• GOAL: Reproduce every one of the following records verbatim, line by line.
Start of DATA SHOWN
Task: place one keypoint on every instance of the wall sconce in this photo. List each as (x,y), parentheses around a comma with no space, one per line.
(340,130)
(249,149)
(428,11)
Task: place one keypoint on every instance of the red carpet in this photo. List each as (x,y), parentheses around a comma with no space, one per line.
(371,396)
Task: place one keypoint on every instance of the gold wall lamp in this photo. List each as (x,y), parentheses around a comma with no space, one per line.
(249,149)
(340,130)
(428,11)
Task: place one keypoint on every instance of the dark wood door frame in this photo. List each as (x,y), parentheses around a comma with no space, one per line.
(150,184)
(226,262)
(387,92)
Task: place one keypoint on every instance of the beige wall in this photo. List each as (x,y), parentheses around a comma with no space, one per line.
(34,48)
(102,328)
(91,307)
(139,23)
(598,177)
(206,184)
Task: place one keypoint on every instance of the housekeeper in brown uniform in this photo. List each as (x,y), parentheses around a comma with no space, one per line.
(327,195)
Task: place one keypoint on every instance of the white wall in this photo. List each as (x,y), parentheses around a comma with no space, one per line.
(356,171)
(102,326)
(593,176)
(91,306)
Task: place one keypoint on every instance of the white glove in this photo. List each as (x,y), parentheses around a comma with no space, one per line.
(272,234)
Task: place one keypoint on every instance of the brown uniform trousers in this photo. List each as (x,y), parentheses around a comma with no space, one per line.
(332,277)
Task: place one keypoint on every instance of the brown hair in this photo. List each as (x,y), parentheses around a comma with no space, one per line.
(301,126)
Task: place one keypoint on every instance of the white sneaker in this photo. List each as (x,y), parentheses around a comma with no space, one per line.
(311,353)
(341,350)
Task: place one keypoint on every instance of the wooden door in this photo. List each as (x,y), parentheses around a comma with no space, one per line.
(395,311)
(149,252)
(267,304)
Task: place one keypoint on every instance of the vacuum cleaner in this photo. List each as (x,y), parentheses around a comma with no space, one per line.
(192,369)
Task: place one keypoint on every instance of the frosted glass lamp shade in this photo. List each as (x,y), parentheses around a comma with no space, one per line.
End of DATA SHOWN
• ANSWER IN FULL:
Task: place one keypoint on every instance of the wall sconce in this photo. List each as (x,y), parentheses around a comma with no space, one per line.
(340,130)
(249,149)
(428,11)
Task: place one keypoint on every instance of the red carpet in this photo. List each as (x,y), parentheses around a comma with no space, one per line.
(371,396)
Task: place one keypoint on every instance of the gold wall lamp in this photo. List each as (x,y), parentheses around a comma with no space, one per line.
(249,149)
(340,130)
(428,11)
Task: place one keypoint on every instance of the dark wood door frame in this photo. List each as (x,y), parentheses around a comma with no space, one per line.
(150,184)
(226,262)
(387,92)
Task: place one keypoint on every instance of the beige wall in this photo. List each as (x,y), parentheses around a comma with no space, one per line.
(34,48)
(102,328)
(91,307)
(139,23)
(598,177)
(206,184)
Task: place one keypoint on every instance of the housekeeper in brown uniform in this photo. List each as (x,y), parentheses around a comma with no space, one per line.
(327,195)
Task: place one keypoint on every instance of the white wall in this photo. List each as (x,y), parentheses around a comma with no space, one per line.
(356,171)
(102,326)
(593,176)
(91,306)
Task: place one keypoint on every instance of the white glove in this photo. List each as (x,y), parentheses around a comma with no space, one per line.
(272,234)
Task: place one keypoint on every instance of the brown uniform trousers in this photo. List each as (x,y), parentheses around a comma with no space, one per line.
(332,277)
Task: place one keypoint on every instance of the brown hair in this photo. List each as (x,y), parentheses around a comma with no space, one per line.
(301,126)
Task: place one keypoint on every instance of the white sneaker in this photo. List each as (x,y), parentheses around a comma with no space, one per line.
(311,353)
(341,350)
Task: place one keypoint on every instance of the wooden door in this photo. List each as (x,y), parentheses around a comma with no space, one per line.
(395,311)
(149,252)
(267,304)
Task: place one keypoint on every instance of the vacuum cleaner in this photo. List each as (x,y), parentheses around a comma with no space, one per line.
(192,369)
Task: place one keypoint on every instance of the frosted glass lamp shade in this photo. List each as (x,y), parentheses around a comma with no space, one per line.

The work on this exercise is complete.